WRITTEN PROBLEM: Make an exact copy of the entries below with the pictures removed.
--- Start of EXERCISE DATA ---
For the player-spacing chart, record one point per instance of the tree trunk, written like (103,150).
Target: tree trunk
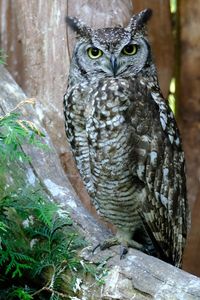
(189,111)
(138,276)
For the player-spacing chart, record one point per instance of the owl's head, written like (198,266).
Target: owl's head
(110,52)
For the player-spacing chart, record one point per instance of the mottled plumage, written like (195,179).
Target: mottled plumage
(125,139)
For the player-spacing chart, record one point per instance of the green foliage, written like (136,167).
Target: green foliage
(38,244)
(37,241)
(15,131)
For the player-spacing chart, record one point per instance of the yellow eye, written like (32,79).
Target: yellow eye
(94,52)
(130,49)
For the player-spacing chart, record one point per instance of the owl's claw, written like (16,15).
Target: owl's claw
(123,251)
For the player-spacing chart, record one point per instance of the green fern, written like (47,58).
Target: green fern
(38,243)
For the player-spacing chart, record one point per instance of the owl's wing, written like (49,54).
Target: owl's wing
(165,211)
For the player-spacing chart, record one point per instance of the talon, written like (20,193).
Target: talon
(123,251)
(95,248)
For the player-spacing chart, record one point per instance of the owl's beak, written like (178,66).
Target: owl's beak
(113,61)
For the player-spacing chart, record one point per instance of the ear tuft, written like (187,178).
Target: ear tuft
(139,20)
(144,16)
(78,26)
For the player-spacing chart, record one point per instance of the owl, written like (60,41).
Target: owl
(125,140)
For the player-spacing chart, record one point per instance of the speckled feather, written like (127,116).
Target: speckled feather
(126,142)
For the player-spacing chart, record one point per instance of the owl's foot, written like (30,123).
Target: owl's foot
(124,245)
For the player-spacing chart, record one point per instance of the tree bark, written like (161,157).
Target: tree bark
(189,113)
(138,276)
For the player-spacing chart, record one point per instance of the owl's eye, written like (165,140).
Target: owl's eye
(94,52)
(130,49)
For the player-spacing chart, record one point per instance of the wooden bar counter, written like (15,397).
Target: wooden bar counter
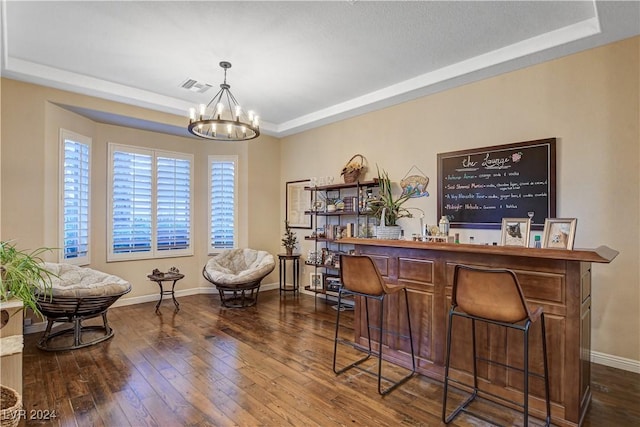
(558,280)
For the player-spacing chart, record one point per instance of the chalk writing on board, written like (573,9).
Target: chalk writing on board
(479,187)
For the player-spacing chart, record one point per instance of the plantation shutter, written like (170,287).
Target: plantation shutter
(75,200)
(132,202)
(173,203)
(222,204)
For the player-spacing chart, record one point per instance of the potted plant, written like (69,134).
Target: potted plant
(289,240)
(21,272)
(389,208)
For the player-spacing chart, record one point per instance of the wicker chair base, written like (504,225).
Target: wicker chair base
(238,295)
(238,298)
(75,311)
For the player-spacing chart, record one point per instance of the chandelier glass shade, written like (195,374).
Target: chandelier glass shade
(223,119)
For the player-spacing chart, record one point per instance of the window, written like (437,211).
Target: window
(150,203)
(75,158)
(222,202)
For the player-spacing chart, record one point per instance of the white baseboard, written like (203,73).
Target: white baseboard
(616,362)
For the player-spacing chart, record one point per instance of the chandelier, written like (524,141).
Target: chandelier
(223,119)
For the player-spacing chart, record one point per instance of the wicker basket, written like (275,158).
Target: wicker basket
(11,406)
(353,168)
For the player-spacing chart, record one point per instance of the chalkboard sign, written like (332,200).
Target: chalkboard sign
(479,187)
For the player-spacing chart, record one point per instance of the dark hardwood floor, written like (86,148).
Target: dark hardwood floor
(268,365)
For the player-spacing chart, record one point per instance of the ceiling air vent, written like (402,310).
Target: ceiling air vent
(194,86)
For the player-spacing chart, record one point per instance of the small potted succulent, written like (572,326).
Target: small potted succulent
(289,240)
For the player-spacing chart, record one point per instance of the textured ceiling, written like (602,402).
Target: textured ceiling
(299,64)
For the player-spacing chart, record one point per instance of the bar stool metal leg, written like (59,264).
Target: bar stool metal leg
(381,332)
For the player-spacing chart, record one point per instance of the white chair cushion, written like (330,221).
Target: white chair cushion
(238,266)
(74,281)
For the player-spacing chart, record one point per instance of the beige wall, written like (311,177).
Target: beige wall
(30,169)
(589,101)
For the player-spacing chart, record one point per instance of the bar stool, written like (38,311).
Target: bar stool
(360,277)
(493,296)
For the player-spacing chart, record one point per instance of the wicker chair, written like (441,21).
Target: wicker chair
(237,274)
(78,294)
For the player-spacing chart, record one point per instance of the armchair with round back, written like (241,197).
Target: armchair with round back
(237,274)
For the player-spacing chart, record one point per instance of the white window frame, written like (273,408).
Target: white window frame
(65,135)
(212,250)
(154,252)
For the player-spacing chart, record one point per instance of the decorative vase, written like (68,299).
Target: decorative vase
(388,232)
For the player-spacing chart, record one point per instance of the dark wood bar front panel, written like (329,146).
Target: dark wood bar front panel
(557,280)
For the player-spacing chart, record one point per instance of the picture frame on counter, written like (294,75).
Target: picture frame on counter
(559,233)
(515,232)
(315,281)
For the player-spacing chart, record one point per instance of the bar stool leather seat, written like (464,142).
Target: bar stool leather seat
--- End of EXERCISE DATA ---
PROBLEM SOLUTION:
For the player-spacing chart, record one point per instance of the tree trunk, written like (103,150).
Target: tree trunk
(189,111)
(138,276)
For the player-spacing chart, record one point per instance of the owl's head, written like (198,266).
Target: owl's head
(110,52)
For the player-spacing chart, record one point per instance of the mottled plumage, written like (195,179).
Target: mottled plumage
(125,139)
For the player-spacing chart, record one point per instance of the green foliage, written like (136,167).
Target: green foliage
(38,244)
(37,241)
(15,131)
For the player-spacing chart, record one point per instance of the yellow eye, written like (32,79).
Target: yellow eye
(94,52)
(130,49)
For the player-spacing chart, record one point per instance of the owl's claw, written like (16,15).
Target: owl's claw
(123,251)
For the player-spacing chart, record one point per instance of the green fern, written like (47,58).
Target: green fern
(38,243)
For the player-spacing chart, record one point per instance of the owl's wing, written like (49,54).
Target: owl's wing
(165,211)
For the player-spacing chart, record one point per instance of the talon, written like (20,193).
Target: talon
(123,251)
(95,248)
For the player-spacing chart, record one point per instance of the owl's beak, written like (178,66).
Target: owl's beak
(113,61)
For the player-spacing chart, record one point per instance of the ear tuft, written like (187,178).
Target: ear tuft
(139,20)
(144,16)
(78,26)
For the player-spacing chart, record one point per instance of the owl, written like (60,41).
Target: owl
(125,140)
For the player-spacing chart, record one point per instance of the speckled feather, written like (127,116).
Target: speckled feather
(126,142)
For the player-spacing chart, record one point per instance of the owl's foot, written like (30,123).
Target: owl's foot
(124,245)
For the player-spacing chart, record one point per instance of the tree bark, written like (161,157).
Target: tree bark
(189,113)
(138,276)
For the player-spacing chart, record one point per instance of the owl's eye, written like (165,140).
Target: owl's eye
(94,52)
(130,49)
For the player-spacing chart, record one point per instance of the wooden bar counter, written like (15,397).
Target: wooden bar counter
(558,280)
For the player-spacing chart, record one point per instance of the chalk writing on board, written like (573,9).
Target: chalk writing on board
(479,187)
For the player-spacing chart, record one point per instance of the plantation shutter, written like (170,287).
Target: plantation shutter
(75,200)
(132,202)
(173,203)
(222,204)
For the player-spacing chart, record one point per instance of the potted plant, written like (69,134).
Target: potted plant
(289,240)
(21,272)
(389,208)
For the player-spacing chart, record one point per instance of the wicker chair base, written like (504,225).
Target: wicker chair base
(238,295)
(238,298)
(75,311)
For the player-spacing chart, record one point per instance of the chandelier glass shade, written like (195,374).
Target: chandelier glass shade
(223,119)
For the player-spacing chart, record one point per instance of the window, written like (437,211).
Target: window
(150,203)
(75,158)
(222,202)
For the player-spacing chart, record one point per instance of the white baseboard, written like (203,73).
Target: white baseboard
(616,362)
For the player-spacing chart, record one point per instance of the chandelier, written like (524,141).
Target: chandelier
(223,119)
For the player-spacing chart, record one point per instance of the wicker basket, written like (275,158).
Target: wicker basket
(11,406)
(353,168)
For the player-spacing chart, record one point per instance of the chalkboard sign, written like (332,200).
Target: chalkboard sign
(479,187)
For the player-spacing chart, record one point per instance of the dark hardwood floor, written like (86,148).
Target: dark hardwood floor
(268,365)
For the player-spacing chart, record one point per instance of the ceiling air vent, written like (402,310).
Target: ceiling air vent
(194,86)
For the player-spacing chart, record one point per instance of the small potted succulent, written like (572,326).
Target: small potted succulent
(289,240)
For the player-spacing chart, record one point per instance of the textured ceiling, written like (602,402).
Target: textured ceiling
(299,64)
For the player-spacing chart, record one point per instance of the bar stool metal leg, written like (59,264).
Target: bar stool metal leg
(381,332)
For the player-spacing chart, record one point per instance of the white chair cushion, written like (330,221).
Target: white chair cushion
(238,266)
(74,281)
For the player-spacing chart, record one point per instance of the beige wall, written like (311,177).
Target: beige wall
(30,169)
(589,101)
For the player-spacing chart, record one point per instance of the bar stool, written like (38,311).
Target: bar stool
(360,277)
(493,296)
For the player-spacing chart, record one point per instance of the wicker chair, written like (441,21).
Target: wicker chair
(237,274)
(78,294)
For the player-spacing chart, record one point per instance of the armchair with round back, written like (241,197).
Target: armchair with round back
(237,274)
For the player-spacing chart, record one point per instance of the white window frame, written like (273,408).
Target: white window frame
(65,135)
(212,250)
(154,252)
For the player-spacing chart, record one point per instance of the decorative vase, written like (68,299).
Target: decorative vase
(388,232)
For the player-spacing chart, record one point per instance of the dark wood bar front panel, written like (329,146).
Target: dark wood bar front panel
(557,280)
For the player-spacing chart, record one point per instance of the picture frame on counter, written like (294,75).
Target: picture frame on counter
(559,233)
(515,232)
(315,281)
For the player-spacing chart, record one point per instance of the bar stool leather seat, written like (464,142).
Target: bar stool leather seat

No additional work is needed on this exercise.